# WHAT YOU NEED TO DO
Copy the data below exactly.

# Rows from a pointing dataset
^^^^^^^^^^^^^^^^

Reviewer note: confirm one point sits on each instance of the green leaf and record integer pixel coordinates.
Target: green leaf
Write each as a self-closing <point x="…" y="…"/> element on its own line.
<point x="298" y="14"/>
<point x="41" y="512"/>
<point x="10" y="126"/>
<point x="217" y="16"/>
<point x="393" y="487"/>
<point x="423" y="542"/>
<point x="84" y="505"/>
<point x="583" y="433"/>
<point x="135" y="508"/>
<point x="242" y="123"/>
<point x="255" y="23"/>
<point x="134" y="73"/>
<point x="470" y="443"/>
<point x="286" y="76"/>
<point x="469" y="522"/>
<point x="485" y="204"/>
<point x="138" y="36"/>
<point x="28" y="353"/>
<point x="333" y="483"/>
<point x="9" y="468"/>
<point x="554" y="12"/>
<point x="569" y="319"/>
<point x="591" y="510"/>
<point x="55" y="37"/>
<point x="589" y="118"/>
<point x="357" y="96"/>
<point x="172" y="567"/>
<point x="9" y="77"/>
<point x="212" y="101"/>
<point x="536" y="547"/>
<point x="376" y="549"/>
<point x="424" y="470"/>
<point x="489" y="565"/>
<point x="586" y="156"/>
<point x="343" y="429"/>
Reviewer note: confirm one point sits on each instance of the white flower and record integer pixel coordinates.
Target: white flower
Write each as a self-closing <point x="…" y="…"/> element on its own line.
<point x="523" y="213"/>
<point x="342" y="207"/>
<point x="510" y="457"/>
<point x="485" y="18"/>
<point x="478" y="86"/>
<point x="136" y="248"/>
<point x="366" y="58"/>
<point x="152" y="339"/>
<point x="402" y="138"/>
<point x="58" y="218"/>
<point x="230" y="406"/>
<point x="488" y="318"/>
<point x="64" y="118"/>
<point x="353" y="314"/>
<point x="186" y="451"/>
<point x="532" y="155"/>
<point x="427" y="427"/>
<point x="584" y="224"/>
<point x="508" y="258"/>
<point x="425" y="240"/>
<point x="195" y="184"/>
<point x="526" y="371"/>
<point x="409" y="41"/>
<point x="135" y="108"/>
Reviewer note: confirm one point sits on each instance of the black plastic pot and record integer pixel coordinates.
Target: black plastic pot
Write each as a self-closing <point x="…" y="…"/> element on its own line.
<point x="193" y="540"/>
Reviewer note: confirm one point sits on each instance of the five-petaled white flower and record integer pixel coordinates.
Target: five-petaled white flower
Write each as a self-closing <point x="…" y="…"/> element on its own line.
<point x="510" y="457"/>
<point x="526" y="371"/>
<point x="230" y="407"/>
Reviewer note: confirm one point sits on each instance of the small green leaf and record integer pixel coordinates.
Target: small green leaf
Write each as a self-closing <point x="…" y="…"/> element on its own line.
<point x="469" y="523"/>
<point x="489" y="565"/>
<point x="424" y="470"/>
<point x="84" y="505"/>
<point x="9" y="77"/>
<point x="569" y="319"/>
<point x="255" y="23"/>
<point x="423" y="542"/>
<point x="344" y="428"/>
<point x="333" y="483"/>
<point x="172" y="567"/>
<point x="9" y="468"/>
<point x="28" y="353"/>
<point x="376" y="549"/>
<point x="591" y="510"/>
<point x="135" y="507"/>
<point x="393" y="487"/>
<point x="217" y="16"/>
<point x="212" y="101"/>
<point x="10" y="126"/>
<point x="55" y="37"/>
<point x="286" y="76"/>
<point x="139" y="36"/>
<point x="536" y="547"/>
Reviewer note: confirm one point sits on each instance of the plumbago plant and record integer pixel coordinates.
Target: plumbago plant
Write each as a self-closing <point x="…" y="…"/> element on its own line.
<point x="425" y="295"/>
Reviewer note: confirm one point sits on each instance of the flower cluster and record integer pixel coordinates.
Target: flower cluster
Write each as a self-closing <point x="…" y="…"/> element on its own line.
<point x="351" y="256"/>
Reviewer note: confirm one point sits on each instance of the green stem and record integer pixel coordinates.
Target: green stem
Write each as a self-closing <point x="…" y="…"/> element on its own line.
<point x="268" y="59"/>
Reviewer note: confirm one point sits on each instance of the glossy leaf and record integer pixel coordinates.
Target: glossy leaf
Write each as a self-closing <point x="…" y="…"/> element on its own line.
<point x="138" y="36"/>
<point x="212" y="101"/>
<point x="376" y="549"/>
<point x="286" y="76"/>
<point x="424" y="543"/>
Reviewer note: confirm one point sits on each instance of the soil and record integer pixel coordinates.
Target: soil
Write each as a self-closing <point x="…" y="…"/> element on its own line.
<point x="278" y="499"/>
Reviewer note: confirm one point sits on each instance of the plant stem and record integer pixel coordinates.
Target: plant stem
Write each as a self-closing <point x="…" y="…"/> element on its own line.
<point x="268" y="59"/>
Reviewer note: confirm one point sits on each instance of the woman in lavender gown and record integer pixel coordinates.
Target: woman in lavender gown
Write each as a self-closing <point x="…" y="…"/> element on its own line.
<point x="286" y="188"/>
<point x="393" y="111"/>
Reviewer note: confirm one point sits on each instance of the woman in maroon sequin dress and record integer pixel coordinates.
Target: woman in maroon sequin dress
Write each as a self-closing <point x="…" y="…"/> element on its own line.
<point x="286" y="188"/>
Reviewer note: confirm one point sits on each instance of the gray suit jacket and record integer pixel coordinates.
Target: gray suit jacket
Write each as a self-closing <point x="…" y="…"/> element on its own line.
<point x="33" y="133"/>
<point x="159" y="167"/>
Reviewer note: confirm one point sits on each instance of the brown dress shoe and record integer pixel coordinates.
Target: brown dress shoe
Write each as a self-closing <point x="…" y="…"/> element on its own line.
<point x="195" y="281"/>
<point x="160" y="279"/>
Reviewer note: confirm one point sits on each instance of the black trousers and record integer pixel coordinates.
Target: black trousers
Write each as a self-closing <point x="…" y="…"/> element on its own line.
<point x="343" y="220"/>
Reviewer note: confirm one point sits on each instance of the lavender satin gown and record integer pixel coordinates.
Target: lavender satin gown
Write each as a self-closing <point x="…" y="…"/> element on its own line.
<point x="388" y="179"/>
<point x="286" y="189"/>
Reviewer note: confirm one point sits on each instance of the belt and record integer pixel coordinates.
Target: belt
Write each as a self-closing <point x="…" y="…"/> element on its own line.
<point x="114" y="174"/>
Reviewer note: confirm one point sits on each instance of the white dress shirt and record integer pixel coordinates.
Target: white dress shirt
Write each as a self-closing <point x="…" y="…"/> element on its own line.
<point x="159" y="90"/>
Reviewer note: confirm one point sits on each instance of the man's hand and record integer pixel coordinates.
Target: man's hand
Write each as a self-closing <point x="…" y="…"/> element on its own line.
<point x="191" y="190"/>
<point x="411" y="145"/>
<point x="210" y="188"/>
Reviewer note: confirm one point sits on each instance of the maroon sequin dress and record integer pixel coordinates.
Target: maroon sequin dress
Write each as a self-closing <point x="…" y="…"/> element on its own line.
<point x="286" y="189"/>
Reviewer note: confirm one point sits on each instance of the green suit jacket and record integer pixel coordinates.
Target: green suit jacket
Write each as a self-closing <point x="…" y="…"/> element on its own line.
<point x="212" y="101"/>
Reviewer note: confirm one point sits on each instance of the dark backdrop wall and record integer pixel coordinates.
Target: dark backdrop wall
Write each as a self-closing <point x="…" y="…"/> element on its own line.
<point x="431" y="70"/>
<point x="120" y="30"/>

^^^^^^^^^^^^^^^^

# SOLUTION TO THE EXERCISE
Reviewer note: confirm one point sits on each instance of the green leaf and record integer pixel coordinates.
Target: green leaf
Write each as a self-closing <point x="…" y="…"/> element on its own line.
<point x="298" y="14"/>
<point x="41" y="512"/>
<point x="10" y="126"/>
<point x="217" y="16"/>
<point x="393" y="487"/>
<point x="423" y="542"/>
<point x="84" y="505"/>
<point x="583" y="433"/>
<point x="135" y="508"/>
<point x="242" y="123"/>
<point x="255" y="23"/>
<point x="134" y="73"/>
<point x="470" y="443"/>
<point x="286" y="76"/>
<point x="469" y="522"/>
<point x="485" y="204"/>
<point x="138" y="36"/>
<point x="28" y="353"/>
<point x="333" y="483"/>
<point x="9" y="468"/>
<point x="554" y="12"/>
<point x="569" y="319"/>
<point x="591" y="510"/>
<point x="55" y="37"/>
<point x="589" y="118"/>
<point x="357" y="96"/>
<point x="172" y="567"/>
<point x="9" y="77"/>
<point x="212" y="101"/>
<point x="536" y="547"/>
<point x="376" y="549"/>
<point x="424" y="470"/>
<point x="489" y="565"/>
<point x="586" y="156"/>
<point x="343" y="429"/>
Reviewer note: confirm one point sits on each instance of the white flower and record integer pixel coordinates.
Target: white flower
Write each as a self-closing <point x="…" y="…"/> element on its own line.
<point x="523" y="213"/>
<point x="342" y="207"/>
<point x="510" y="457"/>
<point x="485" y="18"/>
<point x="478" y="86"/>
<point x="136" y="248"/>
<point x="366" y="58"/>
<point x="152" y="339"/>
<point x="402" y="138"/>
<point x="58" y="218"/>
<point x="230" y="406"/>
<point x="488" y="318"/>
<point x="64" y="118"/>
<point x="353" y="314"/>
<point x="186" y="451"/>
<point x="532" y="155"/>
<point x="427" y="427"/>
<point x="584" y="224"/>
<point x="508" y="258"/>
<point x="425" y="240"/>
<point x="195" y="184"/>
<point x="526" y="371"/>
<point x="409" y="41"/>
<point x="135" y="108"/>
Reviewer note: confirm one point sits on each instance of the black plastic pot and record integer pixel coordinates.
Target: black plastic pot
Write each as a self-closing <point x="…" y="…"/> element on its own line.
<point x="193" y="540"/>
Reviewer note: confirm one point sits on each instance of the five-petaled white flower and record integer pixel coordinates.
Target: five-petaled white flower
Write each as a self-closing <point x="…" y="…"/> element on its own line.
<point x="510" y="457"/>
<point x="526" y="371"/>
<point x="230" y="407"/>
Reviewer note: confirm one point sits on each instance of the small green leaf and record integer pixel coordinates.
Target: small green leaf
Write each as a self-closing <point x="…" y="…"/> element on its own line.
<point x="469" y="523"/>
<point x="489" y="565"/>
<point x="424" y="470"/>
<point x="84" y="505"/>
<point x="9" y="77"/>
<point x="569" y="319"/>
<point x="255" y="23"/>
<point x="423" y="542"/>
<point x="344" y="428"/>
<point x="333" y="483"/>
<point x="172" y="567"/>
<point x="9" y="468"/>
<point x="28" y="353"/>
<point x="376" y="549"/>
<point x="591" y="510"/>
<point x="135" y="507"/>
<point x="393" y="487"/>
<point x="217" y="16"/>
<point x="212" y="101"/>
<point x="10" y="126"/>
<point x="55" y="37"/>
<point x="286" y="76"/>
<point x="139" y="36"/>
<point x="536" y="547"/>
Reviewer note: confirm one point sits on each instance of the plumbago plant and record integer pixel coordinates.
Target: plumbago plant
Write each as a self-closing <point x="…" y="…"/> element on its own line.
<point x="425" y="295"/>
Reviewer note: confirm one point sits on each instance of the flower cluster and record integer pixel coordinates.
Target: flower cluster
Write each as a self-closing <point x="…" y="…"/> element on its own line.
<point x="351" y="256"/>
Reviewer note: confirm one point sits on each instance of the green stem and record integer pixel coordinates.
Target: green stem
Write each as a self-closing <point x="…" y="…"/> element on its own line.
<point x="268" y="59"/>
Reviewer note: confirm one point sits on each instance of the glossy leaf and record integer pixel coordinates.
Target: glossy leaf
Write each as a self-closing <point x="…" y="…"/> element on its own line.
<point x="138" y="36"/>
<point x="212" y="101"/>
<point x="376" y="549"/>
<point x="286" y="76"/>
<point x="424" y="543"/>
Reviewer note: confirm one point sits on each instance of the soil and record integer pixel coordinates.
Target: soil
Write each as a self-closing <point x="…" y="…"/> element on its own line.
<point x="278" y="499"/>
Reviewer note: confirm one point sits on each instance of the plant stem and record integer pixel coordinates.
Target: plant stem
Write each as a self-closing <point x="…" y="…"/> element on its own line.
<point x="268" y="59"/>
Reviewer note: confirm one point sits on each instance of the woman in lavender gown and record integer pixel coordinates.
Target: woman in lavender gown
Write each as a self-closing <point x="…" y="…"/> element on its own line.
<point x="286" y="188"/>
<point x="393" y="111"/>
Reviewer note: confirm one point sits on each instance of the woman in maroon sequin dress and record integer pixel coordinates.
Target: woman in maroon sequin dress
Write each as a self-closing <point x="…" y="…"/> element on its own line.
<point x="286" y="188"/>
Reviewer note: confirm one point sits on each instance of the gray suit jacket and record integer pixel coordinates.
Target: gray suit jacket
Write each as a self-closing <point x="…" y="…"/> element on its own line.
<point x="33" y="133"/>
<point x="159" y="167"/>
Reviewer note: confirm one point sits on each instance of the brown dress shoe and record integer pixel coordinates.
Target: brown dress shoe
Write each as a self-closing <point x="…" y="…"/> element on its own line.
<point x="195" y="281"/>
<point x="160" y="279"/>
Reviewer note: confirm one point sits on each instance of the black trousers and record integer pixel coordinates.
Target: black trousers
Write each as a self-closing <point x="…" y="…"/> element on its own line.
<point x="343" y="220"/>
Reviewer note: confirm one point sits on each instance of the lavender satin gown and record integer pixel coordinates.
Target: lavender satin gown
Write each as a self-closing <point x="…" y="…"/> element on its own line.
<point x="388" y="179"/>
<point x="286" y="189"/>
Reviewer note: confirm one point sits on each instance of the belt and record integer pixel coordinates.
Target: belt
Write each as a self-closing <point x="…" y="…"/> element on its own line.
<point x="114" y="174"/>
Reviewer note: confirm one point sits on each instance of the white dress shirt and record integer pixel coordinates.
Target: white dress shirt
Write each as a self-closing <point x="…" y="…"/> element on its own line.
<point x="159" y="90"/>
Reviewer note: confirm one point sits on each instance of the man's hand and record integer pixel coordinates.
Target: man's hand
Write each as a self-closing <point x="…" y="…"/> element on its own line.
<point x="191" y="190"/>
<point x="411" y="145"/>
<point x="210" y="188"/>
Reviewer note: confirm one point sits on each instance of the maroon sequin dress and record integer pixel coordinates.
Target: maroon sequin dress
Write each as a self-closing <point x="…" y="…"/> element on its own line.
<point x="286" y="189"/>
Reviewer note: confirm one point sits on each instance of the green suit jacket and record integer pixel coordinates.
Target: green suit jacket
Write each as a self-closing <point x="…" y="…"/> element on its own line.
<point x="212" y="101"/>
Reviewer note: confirm one point sits on each instance of the dark backdrop wall and record integer pixel coordinates.
Target: dark backdrop wall
Write each as a self-closing <point x="…" y="…"/> element on its own line.
<point x="431" y="70"/>
<point x="120" y="30"/>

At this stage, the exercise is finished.